> [RINCIAN TUGAS]: Lanjutkan teks tentang cara menyucikan barang yang terkena najis, mulai setelah kalimat terakhirnya.

> [KUTIPAN TEKS]:
· · · · ·

Barang siapa yang terkena najis ‘ainiyah, bisa suci dengan cucian yang bisa menghilangkan sifat najis, rasa, rupa dan baunya. Bila rupa bekas najis atau baunya sulit dihilangkan, tidak apa-apa, walaupun najis mughallazhah. Tetapi kalau sifat najis; rupa dan baunya masih tetap tinggal, tidak suci.
Bisa suci barang yang terkena najis hukmiyah, misalnya air kencing yang kering yang tidak terlihat sifatnya, yaitu dengan cara memercikkan air satu kali, walaupun yang mutanajis itu berupa biji atau daging yang ditumbuk bersama najis, atau baju yang dicelup dengan najis, maka bagian dalamnya bisa suci dengan menyiramkan air di bagian luarnya, seperti halnya pedang yang dicor, yaitu yang dipanaskan dengan api najis.
Untuk menyucikan tempat najis, disyaratkan menyiramkan sedikit air pada tempat yang mutanajis. kalau airnya banyak, boleh dengan memasukkannya ke dalam air. Kalau barang mutanajis mengenai air yang sedikit dan tidak melimpah, maka tetap mutanajis, walaupun airnya tidak berubah karena air itu tidak menyucikan pada yang lainnya.

· · · · ·

> [INFORMASI YANG DIBERIKAN]:
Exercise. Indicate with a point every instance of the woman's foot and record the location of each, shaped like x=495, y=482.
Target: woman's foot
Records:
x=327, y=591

· · · · ·

> [JAWABAN TERTULIS]:
Hukum air yang datang (mengalir pada barang yang mutanajis sehingga tidak menjadi najis) berbeda dengan selainnya, karena air mengalir itu menolak pada najis (lain halnya dengan najisnya yang datang, air itu tidak dapat menolak najis tersebut). kalau mulut seseorang terkena najis, cukup dengan mengambil ar dengan tangan lalu dimasukkan ke dalam mulutnya, walaupun tangannya itu tidak ditaruh di atas mulutnya.
Wajib mencuci setiap perkara yang berada di luar mulut, walaupun dengan cara memutarkan air itu seperti menuangkan air pada bejana yang terkena najis lalu memutarkannya ke seluruh sisi (bejana). Tidak boleh menelan sesuatu sebelum mencuci mulutnya hingga memutarkan air ke dalam kerongkongan.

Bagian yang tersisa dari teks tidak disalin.